Point-per-instance localization data:
•••••

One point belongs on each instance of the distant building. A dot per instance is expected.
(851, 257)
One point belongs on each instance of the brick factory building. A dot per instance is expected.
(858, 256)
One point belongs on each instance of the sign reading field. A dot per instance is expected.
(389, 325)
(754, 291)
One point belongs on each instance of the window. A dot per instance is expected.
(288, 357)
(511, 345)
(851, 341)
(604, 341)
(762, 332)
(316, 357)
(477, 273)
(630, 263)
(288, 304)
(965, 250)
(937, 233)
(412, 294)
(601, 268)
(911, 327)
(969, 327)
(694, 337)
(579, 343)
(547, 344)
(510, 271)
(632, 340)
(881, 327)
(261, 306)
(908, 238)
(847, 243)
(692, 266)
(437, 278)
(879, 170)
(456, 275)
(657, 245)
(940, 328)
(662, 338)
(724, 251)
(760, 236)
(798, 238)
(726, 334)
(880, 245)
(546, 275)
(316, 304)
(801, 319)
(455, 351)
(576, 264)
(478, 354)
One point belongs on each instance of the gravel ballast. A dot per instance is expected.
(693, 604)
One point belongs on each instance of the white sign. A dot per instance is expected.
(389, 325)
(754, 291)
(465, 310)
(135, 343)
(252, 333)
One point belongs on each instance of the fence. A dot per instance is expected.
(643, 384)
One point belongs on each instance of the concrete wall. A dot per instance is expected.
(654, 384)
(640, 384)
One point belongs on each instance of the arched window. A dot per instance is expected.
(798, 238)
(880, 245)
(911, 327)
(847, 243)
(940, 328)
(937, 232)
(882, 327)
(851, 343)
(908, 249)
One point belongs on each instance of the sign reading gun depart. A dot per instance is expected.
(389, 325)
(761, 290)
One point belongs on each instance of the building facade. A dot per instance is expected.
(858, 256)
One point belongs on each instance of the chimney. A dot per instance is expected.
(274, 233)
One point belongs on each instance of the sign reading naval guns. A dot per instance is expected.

•••••

_TASK TO CARRY OUT_: Once the line that contains "One point belongs on each instance of the brick" is found, please give it again exactly, along with each line that comes after it, through the last line of the entries.

_RESPONSE TO THE TASK_:
One point belongs on each instance of the brick factory building. A dot per instance is expected.
(858, 256)
One point belongs on each instance of the sign reading field. A dot per instance is expected.
(389, 325)
(754, 291)
One point belongs on each instance of the window. A dot per instance is expected.
(288, 357)
(511, 345)
(851, 341)
(604, 341)
(762, 332)
(316, 357)
(477, 273)
(630, 263)
(288, 304)
(965, 250)
(937, 233)
(412, 294)
(601, 268)
(911, 327)
(969, 327)
(694, 337)
(579, 343)
(547, 344)
(510, 271)
(632, 340)
(881, 327)
(261, 306)
(908, 238)
(847, 243)
(692, 266)
(437, 278)
(879, 170)
(456, 275)
(657, 245)
(940, 328)
(662, 338)
(724, 251)
(760, 236)
(798, 238)
(726, 334)
(880, 245)
(546, 275)
(316, 304)
(801, 319)
(455, 351)
(576, 264)
(478, 354)
One point belongs on each instance of the gravel ballast. A dot per instance is expected.
(693, 604)
One point belongs on each instance of the white sign. A dot per instance is expected.
(389, 325)
(754, 291)
(465, 310)
(135, 343)
(252, 333)
One point belongs on each instance of the fence. A dot per instance is expected.
(643, 384)
One point belongs on each instance of the concrete wall. A dot per instance is expected.
(654, 384)
(640, 384)
One point belongs on each instance of the arched window. A dot per instance is expected.
(798, 238)
(880, 245)
(911, 327)
(847, 243)
(940, 328)
(937, 232)
(882, 327)
(851, 343)
(908, 249)
One point belongs on each instance of the sign reading gun depart. A dot per instance is expected.
(389, 325)
(761, 290)
One point belongs on each instance of the building facade. A dot per instance is expected.
(858, 256)
One point belongs on each instance of the chimney. A dot per instance is expected.
(274, 233)
One point belongs on each instance of the sign reading naval guns. A dot per instance is expected.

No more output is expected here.